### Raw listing
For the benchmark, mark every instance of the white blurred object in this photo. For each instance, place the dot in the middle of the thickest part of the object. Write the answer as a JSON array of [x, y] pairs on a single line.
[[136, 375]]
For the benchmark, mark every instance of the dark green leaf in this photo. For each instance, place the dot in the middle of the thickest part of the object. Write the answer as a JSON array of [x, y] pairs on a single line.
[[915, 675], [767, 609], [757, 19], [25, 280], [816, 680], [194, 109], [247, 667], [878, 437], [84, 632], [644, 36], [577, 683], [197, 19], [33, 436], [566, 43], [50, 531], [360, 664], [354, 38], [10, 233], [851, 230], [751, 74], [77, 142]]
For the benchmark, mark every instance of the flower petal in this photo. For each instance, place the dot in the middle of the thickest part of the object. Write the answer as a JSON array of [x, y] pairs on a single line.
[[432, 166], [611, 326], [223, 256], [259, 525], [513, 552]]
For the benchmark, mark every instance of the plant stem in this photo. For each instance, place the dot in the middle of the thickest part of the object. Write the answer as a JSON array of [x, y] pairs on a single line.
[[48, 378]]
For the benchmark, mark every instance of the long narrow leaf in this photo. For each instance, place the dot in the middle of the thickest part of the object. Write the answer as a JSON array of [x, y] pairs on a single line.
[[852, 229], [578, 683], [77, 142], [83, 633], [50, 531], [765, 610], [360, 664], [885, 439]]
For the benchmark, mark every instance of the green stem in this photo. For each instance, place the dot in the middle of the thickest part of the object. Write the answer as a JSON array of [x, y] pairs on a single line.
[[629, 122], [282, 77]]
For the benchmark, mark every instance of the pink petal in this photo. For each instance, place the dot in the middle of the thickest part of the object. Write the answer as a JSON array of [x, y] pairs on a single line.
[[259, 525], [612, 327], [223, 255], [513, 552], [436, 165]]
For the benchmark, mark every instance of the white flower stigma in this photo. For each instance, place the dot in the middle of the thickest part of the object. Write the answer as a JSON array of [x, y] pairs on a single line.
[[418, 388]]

### GIVEN EXERCISE
Can you rewrite every line of the listing above as a JSON list of strings, one string per line, with blank lines left out?

### RESULT FOR THIS TASK
[
  "For the benchmark, mark every instance of the white blurred object in this photo. For each instance, place the dot in the middle of the thickest part of the object. Write the answer as a JSON array of [x, y] pairs on a single line.",
  "[[136, 375]]",
  "For the benchmark, mark every instance of the dark green leaf in this photo. For each instance, place the dot in the middle of the thickest part of the object. Write the answer as a JSON array of [x, y] pairs on a single line.",
  "[[915, 675], [767, 609], [757, 19], [25, 280], [816, 680], [194, 109], [247, 667], [878, 437], [84, 632], [644, 36], [577, 683], [197, 19], [33, 436], [566, 43], [50, 531], [360, 664], [354, 38], [10, 233], [851, 230], [751, 74], [77, 142]]",
  "For the benchmark, mark every instance of the flower petal in this photo. For each instance, place the dot in the middle of the thickest part of the object. Write the answer as a JSON array of [x, y] pairs on a single line.",
  "[[432, 166], [611, 326], [223, 256], [259, 525], [513, 552]]",
  "For the benchmark, mark every instance of the plant stem in this photo. For each instance, place the dot in the middle of the thickest part of the object. Write the answer as a JSON array of [x, y] pairs on a single line.",
  "[[48, 378]]",
  "For the benchmark, mark every instance of the long narrow leaf in this photo. For each instance, place the dot in the middle of the thickest part of the object. Write the answer as a JSON array of [x, y] pairs on a single line.",
  "[[852, 229], [578, 683], [77, 142], [83, 633], [50, 531], [765, 610], [360, 664], [885, 439]]",
  "For the benchmark, mark every instance of the green stem in this photo. For each instance, place the dot in the middle of the thickest part of the object. Write the answer as a JSON array of [x, y] pairs on a single line.",
  "[[629, 122], [282, 77]]",
  "For the benchmark, mark every instance of the pink petal in this photo. For each instance, place the dot in the middle of the thickest part of the object. Write the answer as a JSON array of [x, y] pairs on a single line.",
  "[[259, 525], [612, 327], [223, 255], [513, 552], [436, 165]]",
  "For the benchmark, mark every instance of the white flower stigma in this photo. For each instance, place the dot in the middle of the thickest part of the object. Write the answer as a JSON array of [x, y] pairs on a single line.",
  "[[418, 388]]"
]